- **Task requirements**:
1 - In the parenting post, why does the family do baths every other night?
2 - Echo the parenting post word for word, everything from "Some days, things" down to "it all alone.".

- **Source**:
● ● ● ● ● ● ●
1/25/16

Some "No-Kids" People Just Don't Understand

Some days, things just get to me. Some weeks, things get even more difficult. Some months, I want to run away. Lately, I've been so frustrated with how difficult being a parent can be. And you know what, that feeling almost never goes away. Don't get me wrong, I wouldn't change it for the world, but it's exhausting and most of the time I feel like I'm doing it all alone.

One thing that is frustrating to me about being a parent of two young kids while the majority of my friends don’t have any at all, is that “no-kid friends” just don’t understand. Simply stated. Friends who don’t have kids, don’t understand what life is really like with them. Some of them try to understand, or they might have an idea from a sibling having kids, but the majority just write it off as me just wanting to be a Mom and nothing else (totally not true), or maybe me not wanting to accommodate anyone else other than my family (also not true). Maybe I’m just not good at juggling what life throws at me, or maybe I move slower than other people, but regardless of why, it’s hard sometimes having two kids and friends at the same time. Let me break it down…

ADVANCE NOTICE:

I can’t tell you how many times I’ve had to remind people that I need advance notice for things. That doesn’t mean an hour, or even three hours most of the time; it means I need AT LEAST a day’s notice to get things in order. Why do I need so much notice? Well, what if it’s bath night (we do baths ever-other night because of eczema)? My husband almost refuses to give the girls their baths. Or what if I have special plans for a play date for Emma? I can’t just drop that… she needs time to play hard with her friends. So many things factor in – nap time, meal times, the time it takes to get Emma up and dressed, the time it takes to get Alice changed with matching socks, I have to check the diaper bag thoroughly if I’m taking Alice anywhere, and likewise Emma needs toys to play with in the car.
● ● ● ● ● ● ●
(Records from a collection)
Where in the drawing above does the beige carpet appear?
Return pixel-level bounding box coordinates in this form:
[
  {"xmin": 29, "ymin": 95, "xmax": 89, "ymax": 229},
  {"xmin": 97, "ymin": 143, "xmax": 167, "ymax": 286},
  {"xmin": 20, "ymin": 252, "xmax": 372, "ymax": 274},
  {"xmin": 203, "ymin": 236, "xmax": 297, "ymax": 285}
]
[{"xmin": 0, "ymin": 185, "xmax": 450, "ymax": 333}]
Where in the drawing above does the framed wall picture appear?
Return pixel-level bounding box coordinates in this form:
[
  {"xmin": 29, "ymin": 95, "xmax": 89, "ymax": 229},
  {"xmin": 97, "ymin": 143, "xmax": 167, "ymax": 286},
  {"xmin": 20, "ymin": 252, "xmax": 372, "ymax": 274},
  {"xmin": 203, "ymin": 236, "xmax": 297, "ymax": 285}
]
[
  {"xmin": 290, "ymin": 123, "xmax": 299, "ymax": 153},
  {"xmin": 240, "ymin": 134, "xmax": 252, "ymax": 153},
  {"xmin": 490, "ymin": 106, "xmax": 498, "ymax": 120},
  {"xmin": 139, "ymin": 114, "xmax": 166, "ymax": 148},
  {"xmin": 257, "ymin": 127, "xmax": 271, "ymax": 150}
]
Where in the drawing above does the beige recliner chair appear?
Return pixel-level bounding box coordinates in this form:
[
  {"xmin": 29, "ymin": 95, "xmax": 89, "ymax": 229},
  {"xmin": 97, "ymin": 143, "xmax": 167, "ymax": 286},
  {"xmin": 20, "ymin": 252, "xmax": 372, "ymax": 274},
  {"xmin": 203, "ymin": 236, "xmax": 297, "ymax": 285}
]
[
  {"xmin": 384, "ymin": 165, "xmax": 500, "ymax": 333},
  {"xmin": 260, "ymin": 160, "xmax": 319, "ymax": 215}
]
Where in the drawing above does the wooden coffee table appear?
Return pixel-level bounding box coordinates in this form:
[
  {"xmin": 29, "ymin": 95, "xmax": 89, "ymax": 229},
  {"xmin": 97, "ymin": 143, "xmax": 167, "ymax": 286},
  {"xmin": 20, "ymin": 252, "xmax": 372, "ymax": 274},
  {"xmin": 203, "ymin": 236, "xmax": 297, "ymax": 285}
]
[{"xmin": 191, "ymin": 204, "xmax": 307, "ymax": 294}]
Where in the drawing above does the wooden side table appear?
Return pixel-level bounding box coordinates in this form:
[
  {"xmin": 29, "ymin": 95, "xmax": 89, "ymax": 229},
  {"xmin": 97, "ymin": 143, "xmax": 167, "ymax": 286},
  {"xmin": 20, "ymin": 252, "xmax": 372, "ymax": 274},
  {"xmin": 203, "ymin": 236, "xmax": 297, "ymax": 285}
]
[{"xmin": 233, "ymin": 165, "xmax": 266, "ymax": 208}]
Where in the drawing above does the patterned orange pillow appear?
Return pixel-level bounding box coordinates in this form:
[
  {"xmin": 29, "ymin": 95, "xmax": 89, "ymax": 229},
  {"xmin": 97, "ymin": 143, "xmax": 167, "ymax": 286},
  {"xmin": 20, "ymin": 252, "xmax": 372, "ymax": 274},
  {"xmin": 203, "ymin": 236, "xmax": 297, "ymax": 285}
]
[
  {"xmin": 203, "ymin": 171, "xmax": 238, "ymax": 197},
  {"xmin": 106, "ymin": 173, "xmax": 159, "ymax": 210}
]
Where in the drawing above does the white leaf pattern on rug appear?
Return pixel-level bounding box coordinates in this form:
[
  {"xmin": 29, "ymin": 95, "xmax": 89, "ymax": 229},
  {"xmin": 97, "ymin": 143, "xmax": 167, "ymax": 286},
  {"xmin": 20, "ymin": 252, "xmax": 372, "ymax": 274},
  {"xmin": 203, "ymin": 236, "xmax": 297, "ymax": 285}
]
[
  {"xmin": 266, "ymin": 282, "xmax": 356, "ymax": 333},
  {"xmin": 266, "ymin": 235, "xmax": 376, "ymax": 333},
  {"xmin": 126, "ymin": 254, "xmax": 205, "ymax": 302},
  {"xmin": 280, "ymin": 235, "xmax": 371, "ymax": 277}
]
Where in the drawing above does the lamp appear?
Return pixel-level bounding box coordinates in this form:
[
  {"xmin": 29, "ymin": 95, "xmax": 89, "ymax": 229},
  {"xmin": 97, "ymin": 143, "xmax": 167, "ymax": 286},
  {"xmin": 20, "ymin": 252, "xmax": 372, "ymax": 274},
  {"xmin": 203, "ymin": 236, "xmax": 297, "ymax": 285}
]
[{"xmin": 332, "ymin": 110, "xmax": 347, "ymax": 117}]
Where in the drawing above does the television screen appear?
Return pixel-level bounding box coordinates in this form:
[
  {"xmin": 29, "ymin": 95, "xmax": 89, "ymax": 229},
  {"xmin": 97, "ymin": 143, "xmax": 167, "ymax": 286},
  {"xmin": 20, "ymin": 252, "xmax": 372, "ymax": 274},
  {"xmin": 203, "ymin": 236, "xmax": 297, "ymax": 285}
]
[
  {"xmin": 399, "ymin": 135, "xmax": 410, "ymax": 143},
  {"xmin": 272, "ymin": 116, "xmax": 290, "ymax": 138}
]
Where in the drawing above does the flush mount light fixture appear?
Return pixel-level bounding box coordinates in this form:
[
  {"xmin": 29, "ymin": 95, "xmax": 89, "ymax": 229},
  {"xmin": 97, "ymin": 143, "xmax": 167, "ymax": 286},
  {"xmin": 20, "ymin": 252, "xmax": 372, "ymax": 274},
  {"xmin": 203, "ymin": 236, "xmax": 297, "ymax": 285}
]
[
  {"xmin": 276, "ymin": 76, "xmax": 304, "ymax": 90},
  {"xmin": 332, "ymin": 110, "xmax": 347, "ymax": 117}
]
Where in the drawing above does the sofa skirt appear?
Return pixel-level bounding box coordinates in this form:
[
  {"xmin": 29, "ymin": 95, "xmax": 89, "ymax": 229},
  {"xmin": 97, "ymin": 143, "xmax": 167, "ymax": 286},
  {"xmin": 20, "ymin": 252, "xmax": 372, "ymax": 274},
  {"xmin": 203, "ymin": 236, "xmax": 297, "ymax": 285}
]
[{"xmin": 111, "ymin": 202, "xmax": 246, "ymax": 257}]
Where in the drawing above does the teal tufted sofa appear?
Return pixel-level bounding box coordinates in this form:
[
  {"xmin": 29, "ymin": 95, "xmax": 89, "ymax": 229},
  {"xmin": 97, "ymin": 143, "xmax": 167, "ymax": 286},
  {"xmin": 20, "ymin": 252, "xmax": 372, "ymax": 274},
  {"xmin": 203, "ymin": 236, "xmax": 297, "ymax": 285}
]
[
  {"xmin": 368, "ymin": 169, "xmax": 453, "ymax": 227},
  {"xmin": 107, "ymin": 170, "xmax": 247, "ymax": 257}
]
● ● ● ● ● ● ●
- **The responses**:
1 - Because of eczema.

2 -
Some days, things just get to me. Some weeks, things get even more difficult. Some months, I want to run away. Lately, I've been so frustrated with how difficult being a parent can be. And you know what, that feeling almost never goes away. Don't get me wrong, I wouldn't change it for the world, but it's exhausting and most of the time I feel like I'm doing it all alone.